**Problem details**
Print the records again character for character, everything from the line containing "of the mikasa" down to the line containing "pixel 93 108", both of those lines included, and nothing more.

**Given data**
___

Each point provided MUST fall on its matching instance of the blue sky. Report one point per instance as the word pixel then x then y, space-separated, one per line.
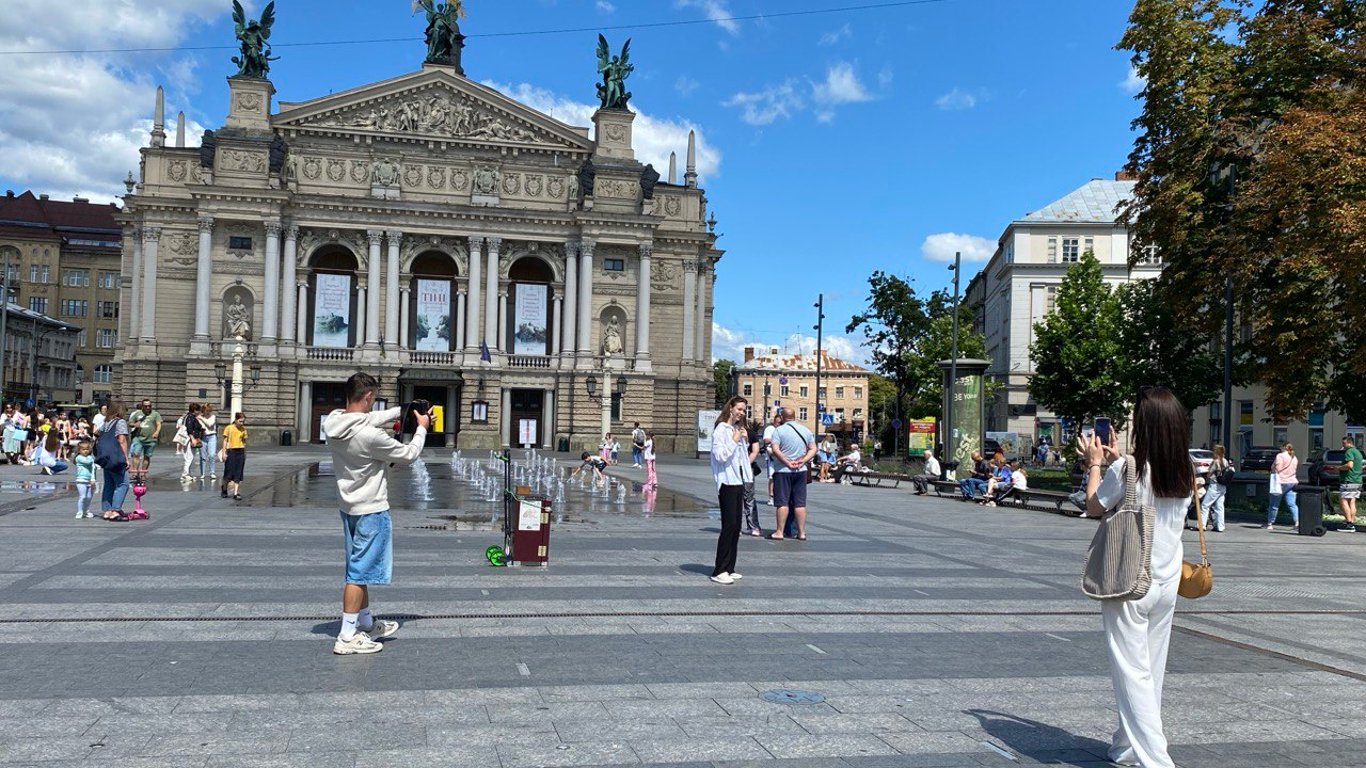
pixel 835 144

___

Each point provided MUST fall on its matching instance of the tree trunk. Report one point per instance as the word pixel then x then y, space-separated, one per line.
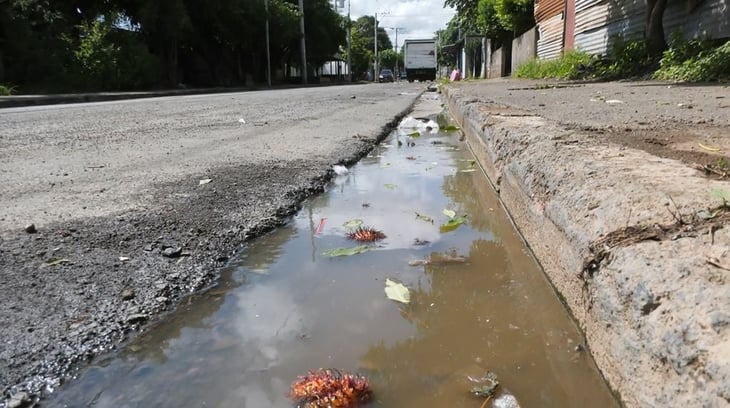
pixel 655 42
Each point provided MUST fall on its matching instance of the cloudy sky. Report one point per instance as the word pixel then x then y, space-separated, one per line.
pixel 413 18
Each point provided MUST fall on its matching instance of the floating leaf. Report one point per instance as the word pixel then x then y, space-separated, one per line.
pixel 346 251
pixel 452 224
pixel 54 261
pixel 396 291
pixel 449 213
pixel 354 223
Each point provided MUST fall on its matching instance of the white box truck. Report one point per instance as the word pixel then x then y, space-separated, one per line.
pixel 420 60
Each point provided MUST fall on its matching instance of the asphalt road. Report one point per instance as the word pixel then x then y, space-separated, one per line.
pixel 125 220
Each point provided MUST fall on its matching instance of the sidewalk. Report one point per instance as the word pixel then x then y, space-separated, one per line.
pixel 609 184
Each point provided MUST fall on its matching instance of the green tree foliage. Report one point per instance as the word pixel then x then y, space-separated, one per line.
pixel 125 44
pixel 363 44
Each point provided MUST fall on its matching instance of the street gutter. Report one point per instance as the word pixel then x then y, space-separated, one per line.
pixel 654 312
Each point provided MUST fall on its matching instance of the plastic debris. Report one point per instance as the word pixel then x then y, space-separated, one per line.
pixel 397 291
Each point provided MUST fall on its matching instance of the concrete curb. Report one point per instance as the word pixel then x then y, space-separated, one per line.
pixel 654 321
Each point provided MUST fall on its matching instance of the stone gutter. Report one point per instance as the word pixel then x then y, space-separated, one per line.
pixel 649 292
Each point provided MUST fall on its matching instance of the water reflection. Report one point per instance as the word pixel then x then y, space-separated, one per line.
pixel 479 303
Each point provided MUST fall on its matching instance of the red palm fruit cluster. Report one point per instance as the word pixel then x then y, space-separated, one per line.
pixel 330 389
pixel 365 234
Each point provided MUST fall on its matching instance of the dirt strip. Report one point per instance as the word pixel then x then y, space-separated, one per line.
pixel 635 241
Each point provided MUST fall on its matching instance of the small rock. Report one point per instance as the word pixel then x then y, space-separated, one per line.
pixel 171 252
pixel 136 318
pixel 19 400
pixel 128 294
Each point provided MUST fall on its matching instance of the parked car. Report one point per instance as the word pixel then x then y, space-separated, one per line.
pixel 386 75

___

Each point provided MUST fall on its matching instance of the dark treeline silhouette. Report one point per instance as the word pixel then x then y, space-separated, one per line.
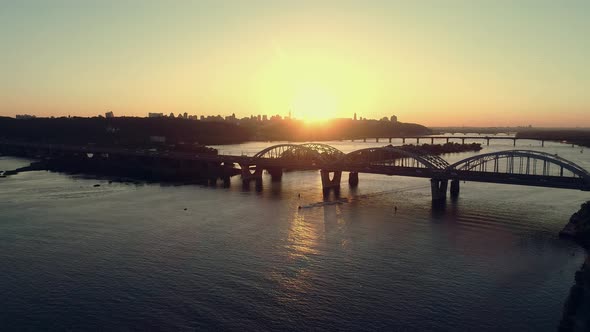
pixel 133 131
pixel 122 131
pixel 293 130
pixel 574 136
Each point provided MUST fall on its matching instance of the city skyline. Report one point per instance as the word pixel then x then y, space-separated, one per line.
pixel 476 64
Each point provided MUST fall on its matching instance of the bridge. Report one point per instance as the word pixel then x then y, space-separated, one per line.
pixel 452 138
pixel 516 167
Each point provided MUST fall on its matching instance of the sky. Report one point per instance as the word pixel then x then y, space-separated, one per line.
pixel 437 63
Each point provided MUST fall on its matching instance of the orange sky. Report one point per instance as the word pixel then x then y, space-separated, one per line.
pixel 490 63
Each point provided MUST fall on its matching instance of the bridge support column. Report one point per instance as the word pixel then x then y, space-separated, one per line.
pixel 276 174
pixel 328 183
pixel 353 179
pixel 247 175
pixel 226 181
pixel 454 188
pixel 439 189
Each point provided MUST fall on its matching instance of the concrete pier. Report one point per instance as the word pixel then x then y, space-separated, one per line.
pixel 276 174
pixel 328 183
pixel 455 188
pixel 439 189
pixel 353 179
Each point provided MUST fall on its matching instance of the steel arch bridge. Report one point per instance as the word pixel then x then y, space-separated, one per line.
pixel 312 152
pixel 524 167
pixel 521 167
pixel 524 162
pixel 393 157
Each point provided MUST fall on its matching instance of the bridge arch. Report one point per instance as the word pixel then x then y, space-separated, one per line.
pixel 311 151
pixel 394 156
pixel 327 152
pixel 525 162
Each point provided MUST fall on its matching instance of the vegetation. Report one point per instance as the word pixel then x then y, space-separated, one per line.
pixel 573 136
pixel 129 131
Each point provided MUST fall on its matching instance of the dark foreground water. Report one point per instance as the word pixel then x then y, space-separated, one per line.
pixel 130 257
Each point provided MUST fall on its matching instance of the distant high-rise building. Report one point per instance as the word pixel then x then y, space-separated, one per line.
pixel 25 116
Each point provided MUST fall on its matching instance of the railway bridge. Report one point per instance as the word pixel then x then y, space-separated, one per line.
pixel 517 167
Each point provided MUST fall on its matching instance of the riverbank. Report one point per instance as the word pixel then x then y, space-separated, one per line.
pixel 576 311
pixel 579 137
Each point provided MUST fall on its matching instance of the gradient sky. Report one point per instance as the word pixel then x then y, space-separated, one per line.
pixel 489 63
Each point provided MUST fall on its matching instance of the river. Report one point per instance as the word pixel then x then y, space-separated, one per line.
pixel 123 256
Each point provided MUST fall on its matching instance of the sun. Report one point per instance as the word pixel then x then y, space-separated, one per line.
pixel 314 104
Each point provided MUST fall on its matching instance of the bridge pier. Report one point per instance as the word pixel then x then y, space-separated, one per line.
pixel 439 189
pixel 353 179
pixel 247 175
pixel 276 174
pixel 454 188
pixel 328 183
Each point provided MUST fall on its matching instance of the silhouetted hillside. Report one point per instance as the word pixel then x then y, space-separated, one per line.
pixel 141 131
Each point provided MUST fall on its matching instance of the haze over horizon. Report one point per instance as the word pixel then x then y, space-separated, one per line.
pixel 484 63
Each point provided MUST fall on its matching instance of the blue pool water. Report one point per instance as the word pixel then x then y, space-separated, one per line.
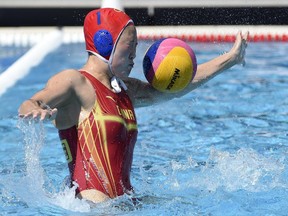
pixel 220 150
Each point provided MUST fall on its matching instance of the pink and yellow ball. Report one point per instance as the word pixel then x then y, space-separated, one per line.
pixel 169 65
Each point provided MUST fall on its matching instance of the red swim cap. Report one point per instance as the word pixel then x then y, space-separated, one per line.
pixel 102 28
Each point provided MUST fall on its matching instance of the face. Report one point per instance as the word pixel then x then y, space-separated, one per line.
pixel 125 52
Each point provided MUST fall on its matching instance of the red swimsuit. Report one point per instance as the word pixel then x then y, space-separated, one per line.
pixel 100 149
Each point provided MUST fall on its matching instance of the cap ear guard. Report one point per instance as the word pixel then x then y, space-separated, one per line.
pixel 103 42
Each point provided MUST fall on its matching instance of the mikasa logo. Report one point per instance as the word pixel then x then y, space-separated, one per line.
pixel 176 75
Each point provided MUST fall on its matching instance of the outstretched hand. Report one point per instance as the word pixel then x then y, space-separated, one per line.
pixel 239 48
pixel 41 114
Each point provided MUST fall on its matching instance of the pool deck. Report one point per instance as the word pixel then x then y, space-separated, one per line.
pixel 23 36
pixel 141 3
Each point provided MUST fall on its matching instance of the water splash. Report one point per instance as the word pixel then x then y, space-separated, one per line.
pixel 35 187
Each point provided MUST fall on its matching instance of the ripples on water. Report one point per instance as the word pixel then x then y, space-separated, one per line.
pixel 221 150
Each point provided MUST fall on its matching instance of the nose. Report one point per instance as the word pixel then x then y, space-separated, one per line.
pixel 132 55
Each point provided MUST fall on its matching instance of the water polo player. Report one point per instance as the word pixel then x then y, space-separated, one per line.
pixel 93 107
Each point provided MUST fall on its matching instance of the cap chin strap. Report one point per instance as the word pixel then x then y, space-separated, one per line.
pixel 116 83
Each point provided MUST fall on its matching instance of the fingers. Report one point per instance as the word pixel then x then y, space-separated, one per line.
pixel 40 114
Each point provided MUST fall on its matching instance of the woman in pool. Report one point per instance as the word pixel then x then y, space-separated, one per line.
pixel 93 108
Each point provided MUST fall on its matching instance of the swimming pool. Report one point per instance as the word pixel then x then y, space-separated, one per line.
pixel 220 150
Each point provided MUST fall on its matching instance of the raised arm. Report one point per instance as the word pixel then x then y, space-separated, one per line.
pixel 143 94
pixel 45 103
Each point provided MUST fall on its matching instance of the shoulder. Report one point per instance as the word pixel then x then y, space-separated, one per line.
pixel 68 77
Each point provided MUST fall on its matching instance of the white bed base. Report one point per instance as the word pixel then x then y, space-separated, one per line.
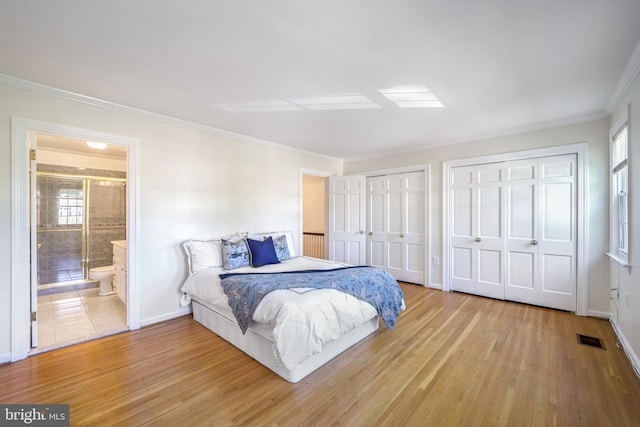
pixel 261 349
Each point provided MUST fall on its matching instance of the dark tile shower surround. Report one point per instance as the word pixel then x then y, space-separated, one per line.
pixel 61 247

___

**Output for this task**
Each point provided MUST fall on its matching instance of the mikasa logo. Report one point per instance as the word pixel then x then y, space-separated, one per line.
pixel 176 75
Each point provided MUST fall on its matching instance of the outstretched hand. Report one point per instance as the word pixel then x then y, space-separated, one per line.
pixel 239 48
pixel 41 114
Each point provided MUST fall on its matching instance of the pool deck. Report one point per instance as the word pixel then x then y, space-separated, one per line.
pixel 23 36
pixel 141 3
Each point provided MUST fall on its matching instance of the water splash. Report one point per instance as the word pixel then x then y, space-separated, one per line.
pixel 35 187
Each point provided MUST fall on its matching instance of the ripples on water. Report one point per instance as the word pixel then x then y, space-separated, one per line.
pixel 221 150
Each point provided MUST fall on its matching instance of the nose. Report one point per instance as the word pixel then x then y, space-separated, one per line.
pixel 132 55
Each point provided MUST fall on its matching instance of the water polo player. Report one point per instance as the word pixel then x then y, space-separated, one per line.
pixel 93 107
Each point provided MUST fall on its matching instance of the cap chin strap. Report one point per instance as the word pixel then x then y, space-separated, one per line.
pixel 116 83
Each point provided MUST fall on its matching instance of the fingers. Report one point per instance as the word pixel then x then y, space-separated, one per line.
pixel 40 114
Each point provided MUST fall on its matching instance of the woman in pool. Report one point per instance as the word pixel then x then y, space-separated, one per line.
pixel 93 108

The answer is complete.